___ 抜粋文 ___

Triggered Subsystem の使用
Triggered Subsystem とは、制御信号 (トリガー信号) が以下となるたびに実行される条件付き実行 Atomic サブシステムです。
負の値から正の値またはゼロに立ち上がるか、ゼロの値から正の値に立ち上がる場合。
正の値から負の値またはゼロに立ち下がるか、ゼロの値から負の値に立ち下がる場合。
ゼロの値を通過またはゼロの値に対して立ち上がるか立ち下がる場合。
Enabled Subsystem ブロックとは異なり、Triggered Subsystem ブロックはトリガー間でその出力を常に最後の値に保持します。また、Triggered Subsystem は実行されたときにブロックの状態をリセットすることはできません。どの離散ブロックでもその状態は、トリガー間で保持されます。
Triggered Subsystem の作成
Triggered Subsystem を作成するには次を行います。
Triggered Subsystem ブロックをモデルに追加します。
ブロックを Simulink® Ports & Subsystems ライブラリからモデルにコピーします。

___ 入力データ ___

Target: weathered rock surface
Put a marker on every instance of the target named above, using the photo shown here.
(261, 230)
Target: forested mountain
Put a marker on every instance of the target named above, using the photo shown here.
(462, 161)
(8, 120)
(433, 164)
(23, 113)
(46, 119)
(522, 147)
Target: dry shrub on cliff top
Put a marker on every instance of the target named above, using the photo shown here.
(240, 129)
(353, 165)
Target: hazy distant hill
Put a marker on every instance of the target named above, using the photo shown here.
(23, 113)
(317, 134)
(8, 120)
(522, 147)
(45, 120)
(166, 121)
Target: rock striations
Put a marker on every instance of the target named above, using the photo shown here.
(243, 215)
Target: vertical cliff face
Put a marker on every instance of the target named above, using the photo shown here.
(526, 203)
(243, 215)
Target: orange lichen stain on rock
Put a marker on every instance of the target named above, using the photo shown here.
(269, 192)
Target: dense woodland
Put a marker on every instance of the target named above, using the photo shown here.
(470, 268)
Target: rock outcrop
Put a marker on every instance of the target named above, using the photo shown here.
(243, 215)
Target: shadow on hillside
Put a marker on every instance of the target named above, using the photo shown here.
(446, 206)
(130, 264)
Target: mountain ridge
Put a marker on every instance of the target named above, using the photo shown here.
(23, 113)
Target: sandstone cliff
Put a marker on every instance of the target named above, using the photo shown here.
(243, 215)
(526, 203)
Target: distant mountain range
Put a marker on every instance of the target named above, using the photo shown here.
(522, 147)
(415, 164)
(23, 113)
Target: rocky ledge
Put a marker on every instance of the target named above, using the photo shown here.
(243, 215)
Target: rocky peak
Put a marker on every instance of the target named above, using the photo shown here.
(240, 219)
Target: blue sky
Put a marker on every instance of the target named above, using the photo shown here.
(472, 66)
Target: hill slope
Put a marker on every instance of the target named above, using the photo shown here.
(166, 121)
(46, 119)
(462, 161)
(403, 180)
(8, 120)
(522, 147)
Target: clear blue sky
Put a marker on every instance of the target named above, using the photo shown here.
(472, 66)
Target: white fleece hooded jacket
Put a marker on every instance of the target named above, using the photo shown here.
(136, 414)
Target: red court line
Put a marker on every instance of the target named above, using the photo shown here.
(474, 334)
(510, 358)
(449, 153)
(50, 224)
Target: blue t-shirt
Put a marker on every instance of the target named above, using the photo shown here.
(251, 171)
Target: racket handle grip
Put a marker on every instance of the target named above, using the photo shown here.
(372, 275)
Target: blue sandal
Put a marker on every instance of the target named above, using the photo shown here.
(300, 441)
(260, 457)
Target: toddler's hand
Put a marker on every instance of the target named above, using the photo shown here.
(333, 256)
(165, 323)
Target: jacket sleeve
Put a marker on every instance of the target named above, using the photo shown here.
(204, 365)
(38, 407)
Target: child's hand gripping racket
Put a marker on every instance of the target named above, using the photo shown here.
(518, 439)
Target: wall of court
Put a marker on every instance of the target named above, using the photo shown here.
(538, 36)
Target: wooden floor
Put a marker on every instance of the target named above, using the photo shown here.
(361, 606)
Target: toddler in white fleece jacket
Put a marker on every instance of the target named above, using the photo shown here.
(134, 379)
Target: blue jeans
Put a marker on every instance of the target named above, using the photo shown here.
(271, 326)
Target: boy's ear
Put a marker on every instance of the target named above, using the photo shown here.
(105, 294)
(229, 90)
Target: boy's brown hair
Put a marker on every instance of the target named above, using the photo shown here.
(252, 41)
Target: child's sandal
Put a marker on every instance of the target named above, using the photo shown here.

___

[練習問題]
a) 抜粋文によると、Triggered Subsystem を作成する際、ブロックはどのライブラリからモデルにコピーしますか。
b) リストから、文字列「rocky」を含む行をすべて抜き出してください。大文字と小文字は区別します。
抜粋文とリストは互いに関係がありません。

[解答]
a) Simulink® Ports & Subsystems ライブラリからコピーします。

b)
Target: rocky ledge
Target: rocky peak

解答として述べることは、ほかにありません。